12 avril 2019, 10:30

ELUVEITIE

• Interview Chrigel Glanzmann

ELUVEITIE est un monument du metal par son originalité et son authenticité. Leurs morceaux sont à la fois historiquement rigoureux et émotionnellement saisissants. Après un fort bel album acoustique, le combo suisse revient avec « Ategnatos », plus personnel que jamais. Il y est question d'une réflexion moderne sur les mythes anciens au rythme de morceaux pleins d'énergie et d'introspection. Chrigel Glanzmann, chanteur et compositeur du groupe, revient sur l'écriture de l'album et son sens profond avec une naturelle sophistication.


Pour commencer, comment va le groupe ? Le line-up se stabilise autour de 9 personnes. Comment vous sentez-vous ensemble ?
Eh bien pour être honnête, on se sent bien. Cela fait maintenant trois ans que nous jouons ensemble, c'est notre deuxième album et tout semble fluide. C'est très cool !

Est-ce que tout monde a participé à l'écriture de l'album ? Ce n'est pas trop difficile de gérer toutes les idées ?
Non, ça va. On a réussi à développer une ambiance très familiale au sein d'ELUVEITIE et chacun est donc libre de s'exprimer. La façon dont nous écrivons a évolué ces dernières années et on fonctionne maintenant en tant que réel groupe, plus que jamais je dirais. Chacun apporte sa touche personnelle selon ses envies et pas forcément en fonction de l'instrument joué. Donc tout le monde a eu son rôle à jouer dans l'écriture du nouvel album : « Ategnatos ».

D'ailleurs, que signifie “Ategnatos” ?
“Ategnatos„ est le mot gaulois pour “renaissance” et c'est autour de cette idée que tourne l'album. On pourrait penser qu'il s'applique la mythologie celtique ancienne mais cela va bien plus loin que ça. On a déjà fait des albums à propos de la mythologie celtique comme « Origins » ou «  Evocation II » où l'on voulait vraiment retracer les mythes anciens de façon très fidèle. Mais sur « Ategnatos », l'approche a été totalement différente, beaucoup plus personnelle en fait. Cela ne veut pas dire qu'il n'est n'est pas historique. Tout est fondé scientifiquement et historiquement correct : c'est notre essence même. Mais l'album est une réflexion profonde sur les anciennes paraboles et allégories du monde celte du point de vue de notre vie quotidienne moderne. On ne fait pas qu'en parler, on se les est appropriées en tant qu'individus et on en présente une vision personnelle. Ça a été une expérience très intense en fait, un peu comme une expérience spirituelle. Elle nous a aussi apporté quelques surprises. L'album est en fait le résultat de ce voyage, si on peut parler de voyage. On peut considérer toutes ces images, toute cette expérience comme une renaissance. Pas dans le sens d'une vie après la mort ou d'une résurrection mais comme une allégorie de notre vie personnelle où une partie de nous vit de nouvelles expériences emmagasinées au fur et à mesure de notre existence. Nous avons puisé ces idées dans la mythologie celtique et nous l'avons appliqué à nos vies personnelles. C'est tout ce dont parle « Ategnatos »

Éléments d'un jeu de données
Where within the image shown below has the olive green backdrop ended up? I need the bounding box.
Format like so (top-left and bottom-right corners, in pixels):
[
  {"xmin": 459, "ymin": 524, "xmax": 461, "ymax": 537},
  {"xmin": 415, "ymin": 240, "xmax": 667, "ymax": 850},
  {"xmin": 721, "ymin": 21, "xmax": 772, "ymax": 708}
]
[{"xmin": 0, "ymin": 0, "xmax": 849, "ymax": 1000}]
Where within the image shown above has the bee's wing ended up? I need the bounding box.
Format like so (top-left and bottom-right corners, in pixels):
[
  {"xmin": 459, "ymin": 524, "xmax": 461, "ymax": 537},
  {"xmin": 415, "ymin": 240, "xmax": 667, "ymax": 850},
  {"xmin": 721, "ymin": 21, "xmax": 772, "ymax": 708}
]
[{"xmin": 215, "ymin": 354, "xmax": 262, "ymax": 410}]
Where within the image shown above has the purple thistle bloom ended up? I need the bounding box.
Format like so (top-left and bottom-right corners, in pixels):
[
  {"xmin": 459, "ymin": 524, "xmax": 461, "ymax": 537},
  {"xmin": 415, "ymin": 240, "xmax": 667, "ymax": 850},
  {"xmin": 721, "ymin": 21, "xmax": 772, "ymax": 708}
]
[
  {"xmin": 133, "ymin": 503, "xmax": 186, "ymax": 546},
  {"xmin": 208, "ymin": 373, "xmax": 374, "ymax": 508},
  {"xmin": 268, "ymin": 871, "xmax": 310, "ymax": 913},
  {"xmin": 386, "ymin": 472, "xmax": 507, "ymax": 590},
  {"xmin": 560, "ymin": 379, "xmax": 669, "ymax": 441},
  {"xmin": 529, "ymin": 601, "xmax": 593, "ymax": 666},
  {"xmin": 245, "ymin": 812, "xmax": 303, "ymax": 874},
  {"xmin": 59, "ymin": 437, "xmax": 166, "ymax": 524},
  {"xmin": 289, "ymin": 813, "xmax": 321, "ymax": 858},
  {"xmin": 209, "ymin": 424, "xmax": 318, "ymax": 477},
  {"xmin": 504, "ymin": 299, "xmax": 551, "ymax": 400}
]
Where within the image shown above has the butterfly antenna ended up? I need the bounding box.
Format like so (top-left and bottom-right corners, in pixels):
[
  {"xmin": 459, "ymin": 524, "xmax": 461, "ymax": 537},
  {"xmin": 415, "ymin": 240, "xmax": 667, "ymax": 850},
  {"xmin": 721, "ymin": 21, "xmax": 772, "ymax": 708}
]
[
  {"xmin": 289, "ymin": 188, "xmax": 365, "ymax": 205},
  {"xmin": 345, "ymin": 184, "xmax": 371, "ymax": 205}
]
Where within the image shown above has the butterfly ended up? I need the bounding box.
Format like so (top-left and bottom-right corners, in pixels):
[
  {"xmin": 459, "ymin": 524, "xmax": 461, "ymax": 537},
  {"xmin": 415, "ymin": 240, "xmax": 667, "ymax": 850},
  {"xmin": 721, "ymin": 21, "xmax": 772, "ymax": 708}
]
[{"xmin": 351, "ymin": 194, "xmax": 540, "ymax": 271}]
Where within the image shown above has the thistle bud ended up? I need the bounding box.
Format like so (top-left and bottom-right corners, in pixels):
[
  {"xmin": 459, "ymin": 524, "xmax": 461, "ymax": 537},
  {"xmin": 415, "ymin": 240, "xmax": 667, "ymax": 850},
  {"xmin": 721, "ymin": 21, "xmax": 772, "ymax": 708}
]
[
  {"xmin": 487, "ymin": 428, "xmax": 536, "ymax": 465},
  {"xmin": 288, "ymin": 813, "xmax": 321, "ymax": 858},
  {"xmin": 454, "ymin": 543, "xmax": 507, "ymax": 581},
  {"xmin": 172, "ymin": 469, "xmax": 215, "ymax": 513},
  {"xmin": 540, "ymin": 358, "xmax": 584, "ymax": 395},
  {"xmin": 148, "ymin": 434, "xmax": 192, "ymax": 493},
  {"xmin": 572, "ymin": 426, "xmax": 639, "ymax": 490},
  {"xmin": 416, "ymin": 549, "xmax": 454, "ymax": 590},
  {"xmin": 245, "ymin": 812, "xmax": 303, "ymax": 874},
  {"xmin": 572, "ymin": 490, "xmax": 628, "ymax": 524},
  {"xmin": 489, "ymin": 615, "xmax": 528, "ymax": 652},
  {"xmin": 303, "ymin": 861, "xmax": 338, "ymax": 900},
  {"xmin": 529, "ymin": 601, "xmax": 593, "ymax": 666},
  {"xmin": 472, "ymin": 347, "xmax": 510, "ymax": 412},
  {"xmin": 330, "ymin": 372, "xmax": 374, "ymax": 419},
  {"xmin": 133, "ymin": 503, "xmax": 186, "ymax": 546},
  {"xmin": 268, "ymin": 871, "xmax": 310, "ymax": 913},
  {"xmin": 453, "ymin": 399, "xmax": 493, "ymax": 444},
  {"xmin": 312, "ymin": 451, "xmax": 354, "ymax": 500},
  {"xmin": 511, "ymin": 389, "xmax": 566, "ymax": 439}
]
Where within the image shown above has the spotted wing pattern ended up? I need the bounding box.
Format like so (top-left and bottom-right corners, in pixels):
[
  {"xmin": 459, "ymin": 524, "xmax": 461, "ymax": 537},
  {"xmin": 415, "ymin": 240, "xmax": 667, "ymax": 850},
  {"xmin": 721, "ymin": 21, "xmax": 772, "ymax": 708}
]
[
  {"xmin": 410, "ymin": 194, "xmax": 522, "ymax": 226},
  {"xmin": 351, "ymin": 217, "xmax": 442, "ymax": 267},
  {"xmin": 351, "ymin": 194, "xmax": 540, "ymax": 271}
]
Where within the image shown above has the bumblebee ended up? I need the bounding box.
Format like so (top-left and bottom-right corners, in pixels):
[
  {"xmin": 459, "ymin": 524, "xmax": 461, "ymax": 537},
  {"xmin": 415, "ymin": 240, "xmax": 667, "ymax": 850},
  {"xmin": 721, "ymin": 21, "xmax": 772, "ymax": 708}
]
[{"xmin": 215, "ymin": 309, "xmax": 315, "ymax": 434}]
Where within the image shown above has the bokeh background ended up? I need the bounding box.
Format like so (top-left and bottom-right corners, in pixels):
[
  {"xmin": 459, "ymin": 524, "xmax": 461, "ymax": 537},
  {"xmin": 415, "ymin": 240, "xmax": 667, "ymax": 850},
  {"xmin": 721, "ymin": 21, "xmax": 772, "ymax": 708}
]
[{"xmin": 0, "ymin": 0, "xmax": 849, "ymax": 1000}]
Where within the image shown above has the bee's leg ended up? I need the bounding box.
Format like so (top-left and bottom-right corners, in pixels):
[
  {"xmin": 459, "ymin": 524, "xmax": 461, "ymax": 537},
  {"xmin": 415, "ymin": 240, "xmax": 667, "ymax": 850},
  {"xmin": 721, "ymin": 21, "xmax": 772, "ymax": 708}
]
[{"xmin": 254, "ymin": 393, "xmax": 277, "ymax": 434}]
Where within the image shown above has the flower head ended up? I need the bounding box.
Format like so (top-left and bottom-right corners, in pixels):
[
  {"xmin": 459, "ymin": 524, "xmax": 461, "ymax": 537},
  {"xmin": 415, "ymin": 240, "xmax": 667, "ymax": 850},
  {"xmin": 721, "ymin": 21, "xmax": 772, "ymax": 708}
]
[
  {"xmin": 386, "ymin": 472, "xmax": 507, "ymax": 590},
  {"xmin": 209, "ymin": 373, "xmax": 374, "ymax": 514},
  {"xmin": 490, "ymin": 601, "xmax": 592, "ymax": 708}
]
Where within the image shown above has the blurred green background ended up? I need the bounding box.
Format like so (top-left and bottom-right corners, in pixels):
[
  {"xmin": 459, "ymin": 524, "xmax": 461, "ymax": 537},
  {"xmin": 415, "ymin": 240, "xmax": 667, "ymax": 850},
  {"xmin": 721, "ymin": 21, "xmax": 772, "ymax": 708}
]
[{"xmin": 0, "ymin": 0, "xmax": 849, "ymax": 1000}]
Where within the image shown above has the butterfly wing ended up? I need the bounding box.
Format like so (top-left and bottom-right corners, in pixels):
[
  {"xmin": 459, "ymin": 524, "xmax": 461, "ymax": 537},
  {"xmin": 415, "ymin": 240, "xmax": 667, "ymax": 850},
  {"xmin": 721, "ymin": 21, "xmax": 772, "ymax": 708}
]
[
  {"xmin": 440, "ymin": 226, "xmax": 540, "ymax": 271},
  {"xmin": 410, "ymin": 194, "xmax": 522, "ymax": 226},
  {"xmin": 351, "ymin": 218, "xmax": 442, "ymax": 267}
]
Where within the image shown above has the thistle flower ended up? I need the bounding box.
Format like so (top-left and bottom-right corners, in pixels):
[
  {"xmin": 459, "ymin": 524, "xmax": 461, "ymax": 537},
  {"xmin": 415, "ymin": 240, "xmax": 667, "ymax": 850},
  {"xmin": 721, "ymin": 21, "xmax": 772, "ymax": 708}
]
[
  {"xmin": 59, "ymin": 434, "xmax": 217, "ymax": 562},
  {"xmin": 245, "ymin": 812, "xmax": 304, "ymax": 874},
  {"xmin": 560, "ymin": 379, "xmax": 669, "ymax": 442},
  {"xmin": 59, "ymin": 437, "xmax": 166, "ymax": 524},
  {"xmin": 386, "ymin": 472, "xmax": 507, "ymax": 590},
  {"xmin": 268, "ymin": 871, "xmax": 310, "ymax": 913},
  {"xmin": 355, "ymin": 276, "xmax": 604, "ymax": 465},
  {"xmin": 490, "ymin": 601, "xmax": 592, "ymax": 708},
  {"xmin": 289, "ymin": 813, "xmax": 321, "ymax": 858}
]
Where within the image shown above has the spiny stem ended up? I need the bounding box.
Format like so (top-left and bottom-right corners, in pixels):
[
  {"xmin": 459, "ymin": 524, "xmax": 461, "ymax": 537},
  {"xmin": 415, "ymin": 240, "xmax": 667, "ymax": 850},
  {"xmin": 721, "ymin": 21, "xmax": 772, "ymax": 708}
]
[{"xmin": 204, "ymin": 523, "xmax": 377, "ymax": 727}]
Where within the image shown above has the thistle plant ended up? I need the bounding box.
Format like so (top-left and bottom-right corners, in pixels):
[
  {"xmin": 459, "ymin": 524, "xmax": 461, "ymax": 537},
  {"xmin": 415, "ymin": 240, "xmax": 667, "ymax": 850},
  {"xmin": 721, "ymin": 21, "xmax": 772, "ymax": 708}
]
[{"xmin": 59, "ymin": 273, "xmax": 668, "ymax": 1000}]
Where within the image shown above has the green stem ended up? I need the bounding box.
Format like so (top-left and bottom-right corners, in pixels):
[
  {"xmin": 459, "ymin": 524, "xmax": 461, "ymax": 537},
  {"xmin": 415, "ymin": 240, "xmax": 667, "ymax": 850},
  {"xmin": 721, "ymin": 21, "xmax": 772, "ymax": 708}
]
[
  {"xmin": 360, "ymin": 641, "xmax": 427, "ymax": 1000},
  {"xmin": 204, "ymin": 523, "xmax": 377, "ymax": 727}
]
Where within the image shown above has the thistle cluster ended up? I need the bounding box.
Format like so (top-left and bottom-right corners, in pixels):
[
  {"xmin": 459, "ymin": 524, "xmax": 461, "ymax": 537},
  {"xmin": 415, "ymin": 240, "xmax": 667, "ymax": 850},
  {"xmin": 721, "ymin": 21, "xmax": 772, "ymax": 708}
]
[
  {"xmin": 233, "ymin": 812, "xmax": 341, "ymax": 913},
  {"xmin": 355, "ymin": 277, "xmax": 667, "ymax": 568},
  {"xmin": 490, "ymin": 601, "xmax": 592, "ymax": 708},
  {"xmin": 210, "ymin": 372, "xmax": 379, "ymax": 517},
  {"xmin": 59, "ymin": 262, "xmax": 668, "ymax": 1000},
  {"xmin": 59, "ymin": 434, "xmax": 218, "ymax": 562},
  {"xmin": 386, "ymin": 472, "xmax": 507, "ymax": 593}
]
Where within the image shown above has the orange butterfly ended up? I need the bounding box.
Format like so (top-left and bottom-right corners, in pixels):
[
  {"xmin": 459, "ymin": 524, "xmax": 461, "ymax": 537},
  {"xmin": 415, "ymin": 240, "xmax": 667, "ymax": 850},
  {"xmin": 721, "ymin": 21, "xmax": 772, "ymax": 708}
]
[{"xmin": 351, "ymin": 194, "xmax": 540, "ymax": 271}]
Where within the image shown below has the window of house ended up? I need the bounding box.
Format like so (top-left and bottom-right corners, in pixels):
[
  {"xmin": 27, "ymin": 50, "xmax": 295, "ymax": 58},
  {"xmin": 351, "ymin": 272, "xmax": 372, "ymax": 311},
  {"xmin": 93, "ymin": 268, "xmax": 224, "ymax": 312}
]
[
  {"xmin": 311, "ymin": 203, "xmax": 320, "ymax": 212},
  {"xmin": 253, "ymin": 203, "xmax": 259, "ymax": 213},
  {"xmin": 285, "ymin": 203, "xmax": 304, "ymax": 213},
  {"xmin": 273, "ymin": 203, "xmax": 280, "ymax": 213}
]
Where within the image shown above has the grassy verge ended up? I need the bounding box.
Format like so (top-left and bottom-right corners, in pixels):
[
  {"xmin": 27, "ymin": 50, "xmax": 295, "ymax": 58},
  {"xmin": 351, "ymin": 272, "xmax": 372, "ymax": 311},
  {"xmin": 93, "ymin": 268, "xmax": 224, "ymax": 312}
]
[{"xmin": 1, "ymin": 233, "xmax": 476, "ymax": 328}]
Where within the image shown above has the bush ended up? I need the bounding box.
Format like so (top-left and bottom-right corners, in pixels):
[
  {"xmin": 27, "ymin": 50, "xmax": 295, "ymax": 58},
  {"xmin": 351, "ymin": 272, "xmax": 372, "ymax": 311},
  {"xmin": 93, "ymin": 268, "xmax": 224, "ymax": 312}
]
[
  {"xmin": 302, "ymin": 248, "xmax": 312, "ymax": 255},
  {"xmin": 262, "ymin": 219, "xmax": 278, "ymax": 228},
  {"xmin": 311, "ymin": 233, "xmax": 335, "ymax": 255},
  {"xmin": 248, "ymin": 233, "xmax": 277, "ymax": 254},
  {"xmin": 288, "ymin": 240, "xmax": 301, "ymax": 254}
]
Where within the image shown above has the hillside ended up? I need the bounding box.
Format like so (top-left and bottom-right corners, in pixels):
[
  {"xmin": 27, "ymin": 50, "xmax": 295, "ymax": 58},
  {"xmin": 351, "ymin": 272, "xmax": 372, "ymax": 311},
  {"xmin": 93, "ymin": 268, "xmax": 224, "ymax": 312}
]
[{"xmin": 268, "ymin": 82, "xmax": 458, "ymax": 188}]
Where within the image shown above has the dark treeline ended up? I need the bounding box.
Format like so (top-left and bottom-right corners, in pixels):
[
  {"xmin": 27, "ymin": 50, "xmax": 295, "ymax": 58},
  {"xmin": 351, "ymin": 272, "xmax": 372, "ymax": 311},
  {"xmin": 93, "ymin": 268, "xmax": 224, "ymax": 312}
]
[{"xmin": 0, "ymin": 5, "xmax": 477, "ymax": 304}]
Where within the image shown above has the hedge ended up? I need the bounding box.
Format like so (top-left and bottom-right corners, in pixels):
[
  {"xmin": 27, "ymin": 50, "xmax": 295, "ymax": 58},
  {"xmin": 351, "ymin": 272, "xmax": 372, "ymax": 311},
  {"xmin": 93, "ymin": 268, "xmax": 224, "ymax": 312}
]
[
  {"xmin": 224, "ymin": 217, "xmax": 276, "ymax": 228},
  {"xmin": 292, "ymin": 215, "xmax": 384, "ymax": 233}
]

## Consigne A
Modifiez le passage de l'entretien allant de « 12 avril 2019, 10:30 » jusqu'à « une naturelle sophistication. » en remplaçant « combo » par « groupe ».
## Consigne B
Traduisez en anglais cette phrase de l'entretien : « Cela fait maintenant trois ans que nous jouons ensemble, c'est notre deuxième album et tout semble fluide. »

## Réponse rédigée A
12 avril 2019, 10:30

ELUVEITIE

• Interview Chrigel Glanzmann

ELUVEITIE est un monument du metal par son originalité et son authenticité. Leurs morceaux sont à la fois historiquement rigoureux et émotionnellement saisissants. Après un fort bel album acoustique, le groupe suisse revient avec « Ategnatos », plus personnel que jamais. Il y est question d'une réflexion moderne sur les mythes anciens au rythme de morceaux pleins d'énergie et d'introspection. Chrigel Glanzmann, chanteur et compositeur du groupe, revient sur l'écriture de l'album et son sens profond avec une naturelle sophistication.

## Réponse rédigée B
We've been playing together for three years now, it's our second album, and everything seems to flow smoothly.